(Supplied material)

Segment Open

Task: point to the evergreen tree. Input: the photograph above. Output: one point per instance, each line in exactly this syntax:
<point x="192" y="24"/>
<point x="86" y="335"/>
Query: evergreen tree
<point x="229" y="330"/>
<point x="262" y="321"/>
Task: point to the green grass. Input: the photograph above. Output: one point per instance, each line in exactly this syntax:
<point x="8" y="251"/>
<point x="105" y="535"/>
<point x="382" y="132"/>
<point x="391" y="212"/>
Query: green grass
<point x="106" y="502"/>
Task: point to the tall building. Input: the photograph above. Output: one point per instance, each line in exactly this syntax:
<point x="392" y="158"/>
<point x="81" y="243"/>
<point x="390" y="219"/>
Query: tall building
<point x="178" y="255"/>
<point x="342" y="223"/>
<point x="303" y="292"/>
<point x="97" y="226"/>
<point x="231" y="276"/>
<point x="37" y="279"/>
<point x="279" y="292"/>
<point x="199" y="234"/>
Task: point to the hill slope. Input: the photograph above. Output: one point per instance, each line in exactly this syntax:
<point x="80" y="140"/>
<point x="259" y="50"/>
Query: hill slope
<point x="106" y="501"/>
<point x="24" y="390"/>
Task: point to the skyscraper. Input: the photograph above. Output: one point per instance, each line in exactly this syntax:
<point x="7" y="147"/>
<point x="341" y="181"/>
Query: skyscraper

Segment Closed

(To do) Would you print all of the material above exactly as written?

(Answer section)
Task: point to the evergreen tree. Input: the photograph above. Output: one point per instance, each line in exactly this syntax:
<point x="192" y="24"/>
<point x="86" y="335"/>
Query: evergreen tree
<point x="229" y="330"/>
<point x="262" y="321"/>
Task: point to the green grass. Input: the photograph above. Output: one point per instance, each line in exactly this syntax:
<point x="8" y="251"/>
<point x="105" y="535"/>
<point x="382" y="132"/>
<point x="391" y="212"/>
Query: green grass
<point x="106" y="502"/>
Task: point to the tall building. Input: the photograph above. Output: one point per instance, each line in exactly this syntax:
<point x="392" y="158"/>
<point x="81" y="243"/>
<point x="390" y="219"/>
Query: tall building
<point x="178" y="255"/>
<point x="342" y="223"/>
<point x="303" y="292"/>
<point x="97" y="226"/>
<point x="231" y="276"/>
<point x="37" y="279"/>
<point x="279" y="292"/>
<point x="199" y="234"/>
Task: point to the hill slope. Input: the photograph above. Output: one point per instance, each line in exactly this syntax:
<point x="80" y="140"/>
<point x="259" y="50"/>
Query: hill slope
<point x="106" y="501"/>
<point x="24" y="390"/>
Task: point to the skyscraper. Input: the photograph above. Output: one point per instance, each line in exactly this syntax:
<point x="7" y="147"/>
<point x="341" y="181"/>
Query: skyscraper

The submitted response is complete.